=== What to do ===
Collect every line below that contains the string "dress". Case counts.

▼

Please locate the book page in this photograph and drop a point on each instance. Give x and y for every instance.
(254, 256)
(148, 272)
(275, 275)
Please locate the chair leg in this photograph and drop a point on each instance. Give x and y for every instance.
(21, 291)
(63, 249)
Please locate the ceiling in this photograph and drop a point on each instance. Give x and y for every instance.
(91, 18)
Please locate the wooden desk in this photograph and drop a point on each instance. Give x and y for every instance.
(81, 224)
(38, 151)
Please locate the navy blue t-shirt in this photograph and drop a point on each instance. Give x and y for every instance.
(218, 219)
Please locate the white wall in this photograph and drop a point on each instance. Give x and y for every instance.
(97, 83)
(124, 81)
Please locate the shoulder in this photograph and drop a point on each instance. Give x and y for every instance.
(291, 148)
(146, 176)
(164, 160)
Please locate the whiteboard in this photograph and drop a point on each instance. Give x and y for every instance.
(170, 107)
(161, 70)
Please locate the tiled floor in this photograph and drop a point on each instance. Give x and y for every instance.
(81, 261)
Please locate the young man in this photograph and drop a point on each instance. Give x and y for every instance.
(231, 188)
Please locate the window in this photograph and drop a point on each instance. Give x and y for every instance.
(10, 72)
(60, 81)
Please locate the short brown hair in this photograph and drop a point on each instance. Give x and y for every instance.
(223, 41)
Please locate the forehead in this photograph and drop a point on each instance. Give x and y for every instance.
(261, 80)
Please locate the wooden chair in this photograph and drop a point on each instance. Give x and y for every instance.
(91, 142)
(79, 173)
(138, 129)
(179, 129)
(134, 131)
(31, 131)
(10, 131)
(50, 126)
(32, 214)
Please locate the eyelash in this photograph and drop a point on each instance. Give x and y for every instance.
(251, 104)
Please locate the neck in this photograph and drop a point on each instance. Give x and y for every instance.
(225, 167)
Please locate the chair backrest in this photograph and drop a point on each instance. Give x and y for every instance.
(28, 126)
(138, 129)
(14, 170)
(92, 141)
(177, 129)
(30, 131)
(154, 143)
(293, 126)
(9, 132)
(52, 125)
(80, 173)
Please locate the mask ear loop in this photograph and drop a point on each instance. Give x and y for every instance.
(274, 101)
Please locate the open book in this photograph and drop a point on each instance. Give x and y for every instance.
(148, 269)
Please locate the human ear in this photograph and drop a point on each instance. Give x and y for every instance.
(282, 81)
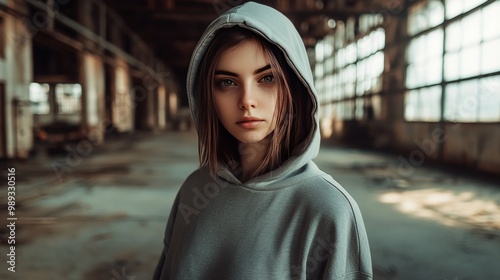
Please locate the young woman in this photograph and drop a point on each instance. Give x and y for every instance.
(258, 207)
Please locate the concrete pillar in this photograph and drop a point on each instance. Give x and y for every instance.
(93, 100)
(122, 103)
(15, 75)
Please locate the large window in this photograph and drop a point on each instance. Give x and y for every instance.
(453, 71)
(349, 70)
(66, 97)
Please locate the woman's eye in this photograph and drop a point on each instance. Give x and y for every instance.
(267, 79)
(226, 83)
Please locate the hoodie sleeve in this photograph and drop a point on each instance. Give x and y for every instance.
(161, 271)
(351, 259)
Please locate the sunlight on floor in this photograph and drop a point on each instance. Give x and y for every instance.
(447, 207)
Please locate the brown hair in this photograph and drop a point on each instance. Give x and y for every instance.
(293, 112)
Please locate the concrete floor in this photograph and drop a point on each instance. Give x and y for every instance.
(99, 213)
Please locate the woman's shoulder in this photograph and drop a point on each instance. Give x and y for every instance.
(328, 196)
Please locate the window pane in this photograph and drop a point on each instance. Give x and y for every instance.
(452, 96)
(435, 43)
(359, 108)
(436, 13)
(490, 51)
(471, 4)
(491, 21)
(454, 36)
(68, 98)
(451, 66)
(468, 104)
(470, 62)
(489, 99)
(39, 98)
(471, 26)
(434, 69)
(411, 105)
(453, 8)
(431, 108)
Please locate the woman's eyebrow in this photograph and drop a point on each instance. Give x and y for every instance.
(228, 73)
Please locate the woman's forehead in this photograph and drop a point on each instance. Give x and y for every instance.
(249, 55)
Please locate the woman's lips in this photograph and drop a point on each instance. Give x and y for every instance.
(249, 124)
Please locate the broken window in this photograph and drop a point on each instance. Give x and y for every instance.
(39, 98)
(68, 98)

▲
▼

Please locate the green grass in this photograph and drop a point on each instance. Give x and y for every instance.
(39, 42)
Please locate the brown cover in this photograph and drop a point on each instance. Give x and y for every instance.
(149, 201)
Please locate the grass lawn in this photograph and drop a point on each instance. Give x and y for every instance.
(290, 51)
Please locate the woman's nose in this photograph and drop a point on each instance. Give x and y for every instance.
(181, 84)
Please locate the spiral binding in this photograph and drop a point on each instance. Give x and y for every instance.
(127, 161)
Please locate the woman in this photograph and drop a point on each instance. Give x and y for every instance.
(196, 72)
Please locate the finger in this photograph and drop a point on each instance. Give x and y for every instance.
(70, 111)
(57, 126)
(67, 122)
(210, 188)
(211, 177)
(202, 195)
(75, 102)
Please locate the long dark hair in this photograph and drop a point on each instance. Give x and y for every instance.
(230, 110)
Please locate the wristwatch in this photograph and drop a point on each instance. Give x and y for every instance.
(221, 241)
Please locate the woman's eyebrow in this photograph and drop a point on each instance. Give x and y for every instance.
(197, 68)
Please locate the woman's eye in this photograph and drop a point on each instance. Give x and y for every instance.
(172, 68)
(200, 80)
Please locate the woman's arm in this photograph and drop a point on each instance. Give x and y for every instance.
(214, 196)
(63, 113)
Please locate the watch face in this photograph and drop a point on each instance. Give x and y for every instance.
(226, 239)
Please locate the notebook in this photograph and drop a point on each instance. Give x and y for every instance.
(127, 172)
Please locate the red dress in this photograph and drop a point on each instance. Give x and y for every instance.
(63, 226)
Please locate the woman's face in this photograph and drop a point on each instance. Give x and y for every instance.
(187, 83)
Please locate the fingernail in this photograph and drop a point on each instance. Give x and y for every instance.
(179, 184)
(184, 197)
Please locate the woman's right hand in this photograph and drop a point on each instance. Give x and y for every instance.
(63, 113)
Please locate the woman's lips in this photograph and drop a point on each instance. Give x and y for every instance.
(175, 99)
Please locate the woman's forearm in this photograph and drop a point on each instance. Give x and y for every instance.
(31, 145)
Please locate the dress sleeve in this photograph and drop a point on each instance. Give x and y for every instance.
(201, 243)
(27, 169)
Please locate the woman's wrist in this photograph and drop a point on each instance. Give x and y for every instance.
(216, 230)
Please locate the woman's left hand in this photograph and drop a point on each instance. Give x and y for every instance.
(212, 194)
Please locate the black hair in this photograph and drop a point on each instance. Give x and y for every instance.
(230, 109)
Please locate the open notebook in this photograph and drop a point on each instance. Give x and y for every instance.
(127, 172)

▲

=== Response to this task ===
Please locate the red dress in this photograph and drop a point on each instance. Give x and y for every instance.
Please locate the dress sleeve in this photograph and drop a point on each instance. Give x and y for every instance.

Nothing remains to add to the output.